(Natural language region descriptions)
>>

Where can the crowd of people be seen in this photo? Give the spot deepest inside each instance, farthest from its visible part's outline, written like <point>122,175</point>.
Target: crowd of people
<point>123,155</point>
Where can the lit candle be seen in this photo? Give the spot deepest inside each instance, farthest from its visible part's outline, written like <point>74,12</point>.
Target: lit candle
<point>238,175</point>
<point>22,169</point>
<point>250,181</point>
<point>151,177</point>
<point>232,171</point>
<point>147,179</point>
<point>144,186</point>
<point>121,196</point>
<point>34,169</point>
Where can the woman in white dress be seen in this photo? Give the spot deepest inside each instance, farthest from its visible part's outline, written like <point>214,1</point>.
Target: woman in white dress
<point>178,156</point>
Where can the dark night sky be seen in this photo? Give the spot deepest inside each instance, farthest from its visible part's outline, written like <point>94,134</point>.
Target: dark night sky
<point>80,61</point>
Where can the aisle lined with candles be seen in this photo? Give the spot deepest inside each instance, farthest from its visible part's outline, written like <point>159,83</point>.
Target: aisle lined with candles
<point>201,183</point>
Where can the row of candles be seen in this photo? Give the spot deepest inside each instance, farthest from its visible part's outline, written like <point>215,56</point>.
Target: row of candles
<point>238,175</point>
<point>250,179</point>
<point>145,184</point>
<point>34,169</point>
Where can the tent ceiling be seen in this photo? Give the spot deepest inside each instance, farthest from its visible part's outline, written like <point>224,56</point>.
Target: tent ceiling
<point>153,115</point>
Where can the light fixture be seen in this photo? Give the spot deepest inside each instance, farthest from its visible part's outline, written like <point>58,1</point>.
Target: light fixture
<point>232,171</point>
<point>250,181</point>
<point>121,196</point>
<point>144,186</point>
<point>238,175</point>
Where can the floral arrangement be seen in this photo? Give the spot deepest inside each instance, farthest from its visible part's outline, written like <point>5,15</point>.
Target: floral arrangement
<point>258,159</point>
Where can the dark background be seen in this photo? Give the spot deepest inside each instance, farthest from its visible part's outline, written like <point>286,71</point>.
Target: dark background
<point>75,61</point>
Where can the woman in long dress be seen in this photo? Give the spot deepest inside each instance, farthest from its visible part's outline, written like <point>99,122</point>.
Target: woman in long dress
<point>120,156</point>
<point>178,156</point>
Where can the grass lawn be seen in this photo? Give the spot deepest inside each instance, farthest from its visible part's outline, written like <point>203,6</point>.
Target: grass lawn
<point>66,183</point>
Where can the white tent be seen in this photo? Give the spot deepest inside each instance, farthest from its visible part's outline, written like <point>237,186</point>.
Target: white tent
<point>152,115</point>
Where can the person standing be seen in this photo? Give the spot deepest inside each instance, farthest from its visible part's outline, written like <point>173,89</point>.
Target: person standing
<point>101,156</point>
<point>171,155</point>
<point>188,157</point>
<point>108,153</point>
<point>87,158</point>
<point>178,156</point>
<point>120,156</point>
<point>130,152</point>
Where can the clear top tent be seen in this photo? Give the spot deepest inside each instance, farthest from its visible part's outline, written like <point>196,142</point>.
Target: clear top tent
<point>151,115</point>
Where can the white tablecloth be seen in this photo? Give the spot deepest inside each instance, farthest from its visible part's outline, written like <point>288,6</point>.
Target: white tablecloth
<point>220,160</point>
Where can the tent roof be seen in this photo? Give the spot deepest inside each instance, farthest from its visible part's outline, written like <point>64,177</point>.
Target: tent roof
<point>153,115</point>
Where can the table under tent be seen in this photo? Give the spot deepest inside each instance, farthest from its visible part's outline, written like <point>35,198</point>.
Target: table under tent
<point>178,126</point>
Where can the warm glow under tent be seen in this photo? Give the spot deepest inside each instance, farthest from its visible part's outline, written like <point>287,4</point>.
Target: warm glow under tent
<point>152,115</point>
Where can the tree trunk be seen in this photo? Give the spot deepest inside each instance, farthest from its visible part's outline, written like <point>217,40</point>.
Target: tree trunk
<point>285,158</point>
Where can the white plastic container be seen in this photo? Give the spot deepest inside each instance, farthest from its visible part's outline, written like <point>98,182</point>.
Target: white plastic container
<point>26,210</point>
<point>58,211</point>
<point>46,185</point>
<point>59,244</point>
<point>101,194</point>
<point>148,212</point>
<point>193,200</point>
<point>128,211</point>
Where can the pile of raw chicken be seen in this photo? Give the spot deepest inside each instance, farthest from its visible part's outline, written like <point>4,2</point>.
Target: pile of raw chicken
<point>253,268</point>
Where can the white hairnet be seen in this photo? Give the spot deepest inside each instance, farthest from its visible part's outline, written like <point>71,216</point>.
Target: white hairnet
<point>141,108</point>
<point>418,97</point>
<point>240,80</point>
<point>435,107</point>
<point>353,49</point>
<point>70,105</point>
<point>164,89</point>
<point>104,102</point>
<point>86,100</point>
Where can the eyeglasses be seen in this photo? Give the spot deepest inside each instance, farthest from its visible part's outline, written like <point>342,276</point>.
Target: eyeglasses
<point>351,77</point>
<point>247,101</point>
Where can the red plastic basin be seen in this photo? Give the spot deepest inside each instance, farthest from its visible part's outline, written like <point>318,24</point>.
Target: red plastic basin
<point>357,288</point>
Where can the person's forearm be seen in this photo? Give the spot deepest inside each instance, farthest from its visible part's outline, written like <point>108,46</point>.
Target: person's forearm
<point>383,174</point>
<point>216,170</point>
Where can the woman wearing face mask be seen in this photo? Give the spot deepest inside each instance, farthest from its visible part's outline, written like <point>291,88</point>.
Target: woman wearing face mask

<<

● **THE PROBLEM**
Each record above needs to be reproduced exactly as written.

● **EXERCISE SOLUTION**
Where can the crowd of people be seen in this photo? Give the spot deepest inside each instance, farthest from its visible part's outline, written like <point>122,175</point>.
Target: crowd of people
<point>123,155</point>
Where can the lit candle be seen in this photo? Give the spot deepest inside each instance, farthest from its visible part's outline, written like <point>74,12</point>.
Target: lit candle
<point>238,175</point>
<point>22,169</point>
<point>250,181</point>
<point>151,177</point>
<point>232,171</point>
<point>147,179</point>
<point>144,186</point>
<point>121,196</point>
<point>34,169</point>
Where can the woman in white dress be seen in this photo? Give the spot deepest inside each instance, farthest from its visible part's outline, written like <point>214,1</point>.
Target: woman in white dress
<point>178,156</point>
Where can the dark night sky be seen in this photo? Give the spot deepest inside each instance, farthest from its visible part's outline, written like <point>94,134</point>.
Target: dark night sky
<point>80,61</point>
Where can the aisle lined with candles be seen in this photo? Give the spot deepest inside each instance, farthest from its visible part's outline, written like <point>159,83</point>.
Target: aisle lined with candles
<point>201,183</point>
Where can the row of candles be seen in this photo? Give the spot deepest inside each instance, farthest from its visible part's outline, written like <point>215,56</point>.
Target: row of candles
<point>238,175</point>
<point>250,179</point>
<point>145,184</point>
<point>34,169</point>
Where can the tent ceiling be seen in this photo? Give the spot deepest inside each instance, farthest from its visible part's outline, written like <point>224,56</point>.
Target: tent ceiling
<point>153,115</point>
Where can the light fixture be seen in this photo? Give the spot deepest inside each instance, farthest from its visible part's outline, written like <point>58,1</point>.
Target: light fixture
<point>232,171</point>
<point>250,181</point>
<point>121,196</point>
<point>144,186</point>
<point>238,175</point>
Where can the floral arrangement be seen in this photo? Give the spot deepest inside each instance, farthest from its visible part's outline, written like <point>5,15</point>.
Target: floral arrangement
<point>258,159</point>
Where can the dark background be seen in this photo? Give the spot deepest inside each instance, farthest from its visible part's outline, written like <point>286,71</point>.
Target: dark background
<point>75,61</point>
Where can the woman in long dress be seen in this photo? Give the spot deepest inside each instance, farthest from its visible part's outline, written like <point>99,122</point>.
Target: woman in long dress
<point>120,156</point>
<point>178,156</point>
Where can the grass lawn be seen in this photo? Give the spot deepest inside each instance, farthest from its visible part's outline, written like <point>203,6</point>.
Target: grass lawn
<point>66,183</point>
Where can the white tent be seen in this photo? Give the spot deepest inside each instance, farthest from its visible part's outline, written like <point>237,186</point>.
Target: white tent
<point>152,115</point>
Where can the person standing be seen in this photo? Give the spot deepest inside each instance, farthest from its visible part's outline, written like <point>173,89</point>.
Target: person standing
<point>101,156</point>
<point>171,155</point>
<point>188,157</point>
<point>108,153</point>
<point>87,158</point>
<point>178,156</point>
<point>120,156</point>
<point>130,152</point>
Where can the clear top tent be seen in this photo? Give the spot deepest inside each instance, farthest from its visible part's outline, written like <point>196,142</point>.
Target: clear top tent
<point>151,115</point>
Where can the white tablecloth be seen in this photo? Give the spot deepest inside each instance, farthest from its visible part's outline, written like <point>288,6</point>.
Target: white tablecloth
<point>220,160</point>
Where can the tent roof be seen in this photo? Give the spot deepest inside each instance, farthest from its visible part's outline, written like <point>64,177</point>.
Target: tent roof
<point>153,115</point>
Where can the table under tent be seen in this photo? Give the spot deepest inside each instance, farthest from its visible part's outline, written like <point>35,198</point>.
Target: table under tent
<point>178,126</point>
Where can the warm glow under tent be seen in this photo? Give the spot deepest inside each instance, farthest from its visible part's outline, written like <point>287,4</point>.
Target: warm glow under tent
<point>152,115</point>
Where can the tree trunk be seen in this photo? Give the spot deepest inside each instance, farthest from its visible part's outline, written like <point>217,40</point>.
Target: tree trunk
<point>285,158</point>
Where can the white plastic container be seen in this photo? Give the spot deepest inside each instance, farthest from its visible part's outline, written like <point>98,182</point>.
Target: white plastic container
<point>26,210</point>
<point>58,211</point>
<point>46,185</point>
<point>59,244</point>
<point>101,194</point>
<point>148,212</point>
<point>193,200</point>
<point>128,211</point>
Where can the pile of raw chicken be seen in this photo? Give the spot deepest inside each instance, farthest from its visible part's outline, written like <point>4,2</point>.
Target: pile of raw chicken
<point>253,268</point>
Where can the white hairnet be seen in this photo? Give the spot deepest inside each instance, farthest from its visible part's outline, written like <point>71,216</point>.
Target: white hairnet
<point>141,108</point>
<point>418,97</point>
<point>240,80</point>
<point>435,107</point>
<point>353,49</point>
<point>70,105</point>
<point>164,89</point>
<point>104,102</point>
<point>86,100</point>
Where can the eyeglasses be seen in this photo? Give the spot deepest inside each instance, farthest from its visible part's outline, written like <point>342,276</point>.
Target: eyeglasses
<point>351,77</point>
<point>247,101</point>
Where can the red plastic basin be seen in this photo? Give the spot deepest inside each instance, farthest from its visible part's outline, written like <point>318,24</point>.
Target: red plastic basin
<point>357,288</point>
Where can the person's forearm be seen in this photo? Give the spot deepest inside each instance, farthest from its visible part's outline, written like <point>108,46</point>.
Target: person's forearm
<point>383,174</point>
<point>216,170</point>
Where can the woman wearing face mask be seen in this photo? Give the spot deepest inside each instance, farthest from its visible part's outline, written like <point>291,88</point>.
Target: woman wearing face mask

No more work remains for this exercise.